● Work instructions
In the records below, find the line that contains "point(710, 248)" and the line that contains "point(498, 20)", then retype exactly those two lines and every line between them.

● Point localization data
= = = =
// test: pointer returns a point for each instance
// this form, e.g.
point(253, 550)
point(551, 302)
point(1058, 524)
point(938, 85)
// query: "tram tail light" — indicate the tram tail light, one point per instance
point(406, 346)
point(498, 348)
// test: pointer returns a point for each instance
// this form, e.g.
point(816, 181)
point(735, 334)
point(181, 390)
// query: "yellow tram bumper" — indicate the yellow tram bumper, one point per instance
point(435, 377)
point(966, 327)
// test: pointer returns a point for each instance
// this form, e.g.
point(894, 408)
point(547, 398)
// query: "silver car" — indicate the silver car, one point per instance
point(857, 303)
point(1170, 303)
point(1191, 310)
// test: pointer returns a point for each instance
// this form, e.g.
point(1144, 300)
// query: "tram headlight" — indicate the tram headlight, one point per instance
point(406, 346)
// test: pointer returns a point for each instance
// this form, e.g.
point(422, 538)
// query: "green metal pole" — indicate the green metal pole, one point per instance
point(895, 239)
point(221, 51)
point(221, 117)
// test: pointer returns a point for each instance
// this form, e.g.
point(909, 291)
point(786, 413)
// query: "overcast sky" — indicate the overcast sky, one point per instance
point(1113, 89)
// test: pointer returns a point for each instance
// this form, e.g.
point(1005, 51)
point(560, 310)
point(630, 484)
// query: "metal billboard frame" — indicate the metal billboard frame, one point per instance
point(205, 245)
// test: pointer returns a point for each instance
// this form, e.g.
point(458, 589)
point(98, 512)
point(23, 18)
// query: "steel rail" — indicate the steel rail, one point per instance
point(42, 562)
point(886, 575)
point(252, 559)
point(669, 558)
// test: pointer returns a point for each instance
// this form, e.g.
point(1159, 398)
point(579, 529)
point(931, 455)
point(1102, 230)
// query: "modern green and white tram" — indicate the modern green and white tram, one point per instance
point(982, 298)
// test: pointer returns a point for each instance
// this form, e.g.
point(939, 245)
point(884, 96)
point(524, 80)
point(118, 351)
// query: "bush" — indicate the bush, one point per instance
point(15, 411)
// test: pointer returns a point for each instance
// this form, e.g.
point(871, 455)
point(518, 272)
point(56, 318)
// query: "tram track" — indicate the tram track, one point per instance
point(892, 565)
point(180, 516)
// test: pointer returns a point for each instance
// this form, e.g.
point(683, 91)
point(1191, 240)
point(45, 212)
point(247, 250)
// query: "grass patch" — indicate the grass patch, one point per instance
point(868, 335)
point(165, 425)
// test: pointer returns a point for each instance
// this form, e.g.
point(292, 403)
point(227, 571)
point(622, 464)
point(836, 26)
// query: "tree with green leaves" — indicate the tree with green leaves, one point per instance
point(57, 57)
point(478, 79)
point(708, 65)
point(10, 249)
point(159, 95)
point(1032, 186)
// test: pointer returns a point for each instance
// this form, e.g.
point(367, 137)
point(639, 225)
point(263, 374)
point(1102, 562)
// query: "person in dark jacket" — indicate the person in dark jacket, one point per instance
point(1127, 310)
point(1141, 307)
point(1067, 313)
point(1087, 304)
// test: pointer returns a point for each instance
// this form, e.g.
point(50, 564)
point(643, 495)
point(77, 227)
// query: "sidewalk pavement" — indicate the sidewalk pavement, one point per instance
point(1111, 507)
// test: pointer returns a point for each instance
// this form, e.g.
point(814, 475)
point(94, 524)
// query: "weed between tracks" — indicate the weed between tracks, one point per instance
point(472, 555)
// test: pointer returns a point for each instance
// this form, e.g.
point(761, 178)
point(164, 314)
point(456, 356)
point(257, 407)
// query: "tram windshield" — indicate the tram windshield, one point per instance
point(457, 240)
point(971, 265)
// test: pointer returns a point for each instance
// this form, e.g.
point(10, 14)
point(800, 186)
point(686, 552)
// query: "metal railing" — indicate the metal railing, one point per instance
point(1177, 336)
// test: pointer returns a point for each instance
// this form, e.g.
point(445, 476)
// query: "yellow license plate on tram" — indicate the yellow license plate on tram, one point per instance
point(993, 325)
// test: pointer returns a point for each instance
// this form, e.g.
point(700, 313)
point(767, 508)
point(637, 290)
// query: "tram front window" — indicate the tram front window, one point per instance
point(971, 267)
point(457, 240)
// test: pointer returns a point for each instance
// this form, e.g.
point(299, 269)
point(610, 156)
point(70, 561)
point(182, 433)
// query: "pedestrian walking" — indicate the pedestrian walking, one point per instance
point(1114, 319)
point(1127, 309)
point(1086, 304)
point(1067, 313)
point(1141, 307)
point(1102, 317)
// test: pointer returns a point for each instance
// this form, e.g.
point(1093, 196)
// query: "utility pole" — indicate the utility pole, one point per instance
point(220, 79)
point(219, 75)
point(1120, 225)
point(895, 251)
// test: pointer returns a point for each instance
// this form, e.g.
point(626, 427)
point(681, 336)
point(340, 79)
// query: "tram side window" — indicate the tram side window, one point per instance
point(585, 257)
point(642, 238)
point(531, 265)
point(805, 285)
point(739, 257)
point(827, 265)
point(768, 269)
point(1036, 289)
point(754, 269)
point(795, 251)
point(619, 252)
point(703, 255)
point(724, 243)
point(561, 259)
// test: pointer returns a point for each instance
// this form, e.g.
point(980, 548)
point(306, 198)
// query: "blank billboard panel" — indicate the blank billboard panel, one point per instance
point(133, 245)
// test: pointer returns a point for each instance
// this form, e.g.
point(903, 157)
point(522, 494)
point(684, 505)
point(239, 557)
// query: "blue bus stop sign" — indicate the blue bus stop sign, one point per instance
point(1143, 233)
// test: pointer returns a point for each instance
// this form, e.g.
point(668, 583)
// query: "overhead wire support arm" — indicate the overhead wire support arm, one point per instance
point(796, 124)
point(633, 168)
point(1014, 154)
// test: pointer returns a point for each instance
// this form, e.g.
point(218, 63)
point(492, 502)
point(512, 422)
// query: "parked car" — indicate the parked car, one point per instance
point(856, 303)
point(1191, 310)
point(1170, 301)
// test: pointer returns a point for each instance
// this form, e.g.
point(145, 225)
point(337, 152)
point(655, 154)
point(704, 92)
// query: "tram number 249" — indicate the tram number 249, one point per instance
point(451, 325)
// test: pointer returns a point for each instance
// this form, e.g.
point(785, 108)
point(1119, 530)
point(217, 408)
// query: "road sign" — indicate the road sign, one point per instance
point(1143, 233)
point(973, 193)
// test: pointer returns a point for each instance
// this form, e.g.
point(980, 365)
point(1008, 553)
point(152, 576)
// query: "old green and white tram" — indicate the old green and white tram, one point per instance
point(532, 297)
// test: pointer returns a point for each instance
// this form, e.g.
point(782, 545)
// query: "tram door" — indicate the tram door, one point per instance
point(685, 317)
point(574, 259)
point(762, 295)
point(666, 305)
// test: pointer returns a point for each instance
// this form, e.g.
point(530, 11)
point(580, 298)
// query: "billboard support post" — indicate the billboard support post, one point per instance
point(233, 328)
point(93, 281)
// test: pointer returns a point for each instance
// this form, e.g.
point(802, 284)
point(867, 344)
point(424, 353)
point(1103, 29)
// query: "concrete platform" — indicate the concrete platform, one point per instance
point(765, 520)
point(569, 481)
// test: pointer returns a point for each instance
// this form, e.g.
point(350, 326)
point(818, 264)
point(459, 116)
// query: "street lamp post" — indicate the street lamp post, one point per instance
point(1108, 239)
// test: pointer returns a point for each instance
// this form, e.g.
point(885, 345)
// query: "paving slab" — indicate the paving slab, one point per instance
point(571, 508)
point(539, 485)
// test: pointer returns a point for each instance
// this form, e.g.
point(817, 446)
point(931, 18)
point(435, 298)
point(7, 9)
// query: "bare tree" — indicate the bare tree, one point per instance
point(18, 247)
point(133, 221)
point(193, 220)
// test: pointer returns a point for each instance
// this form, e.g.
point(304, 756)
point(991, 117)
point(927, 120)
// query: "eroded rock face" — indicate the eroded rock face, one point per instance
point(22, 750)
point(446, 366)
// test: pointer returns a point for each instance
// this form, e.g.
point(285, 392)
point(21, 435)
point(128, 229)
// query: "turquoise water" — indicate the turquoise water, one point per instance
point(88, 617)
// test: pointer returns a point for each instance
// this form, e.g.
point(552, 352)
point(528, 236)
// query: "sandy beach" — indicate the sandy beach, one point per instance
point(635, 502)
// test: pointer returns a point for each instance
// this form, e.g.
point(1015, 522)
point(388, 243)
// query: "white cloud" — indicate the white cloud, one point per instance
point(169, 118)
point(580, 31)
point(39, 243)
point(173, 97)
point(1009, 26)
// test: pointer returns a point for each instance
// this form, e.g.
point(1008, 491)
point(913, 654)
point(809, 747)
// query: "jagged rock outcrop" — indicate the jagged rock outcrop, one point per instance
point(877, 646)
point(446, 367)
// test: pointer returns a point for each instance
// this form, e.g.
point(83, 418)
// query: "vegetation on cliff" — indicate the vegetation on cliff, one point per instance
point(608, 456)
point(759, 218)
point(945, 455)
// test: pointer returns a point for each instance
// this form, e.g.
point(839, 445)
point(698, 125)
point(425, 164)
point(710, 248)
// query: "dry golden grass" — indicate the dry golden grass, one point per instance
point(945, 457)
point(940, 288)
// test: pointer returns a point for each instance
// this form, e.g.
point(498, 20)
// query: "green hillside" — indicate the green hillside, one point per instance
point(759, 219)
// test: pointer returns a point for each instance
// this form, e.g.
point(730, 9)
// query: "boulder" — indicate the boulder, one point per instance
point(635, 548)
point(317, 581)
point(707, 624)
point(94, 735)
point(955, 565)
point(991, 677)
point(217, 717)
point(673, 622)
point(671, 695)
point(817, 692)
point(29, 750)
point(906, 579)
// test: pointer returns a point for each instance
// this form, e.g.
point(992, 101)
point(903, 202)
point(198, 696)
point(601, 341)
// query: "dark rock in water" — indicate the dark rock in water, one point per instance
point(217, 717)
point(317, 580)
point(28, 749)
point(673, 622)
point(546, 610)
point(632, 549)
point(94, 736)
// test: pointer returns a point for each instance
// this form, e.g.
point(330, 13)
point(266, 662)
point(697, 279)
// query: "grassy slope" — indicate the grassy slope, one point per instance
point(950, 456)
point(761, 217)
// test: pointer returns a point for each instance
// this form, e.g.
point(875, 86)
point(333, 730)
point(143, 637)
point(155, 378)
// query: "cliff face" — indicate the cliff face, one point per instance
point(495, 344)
= = = =
● Exercise result
point(710, 248)
// query: "dry golden grass" — indicate the dry golden grass, one point per instance
point(945, 457)
point(940, 288)
// test: pointer returns a point for each instance
// this form, e.g.
point(498, 20)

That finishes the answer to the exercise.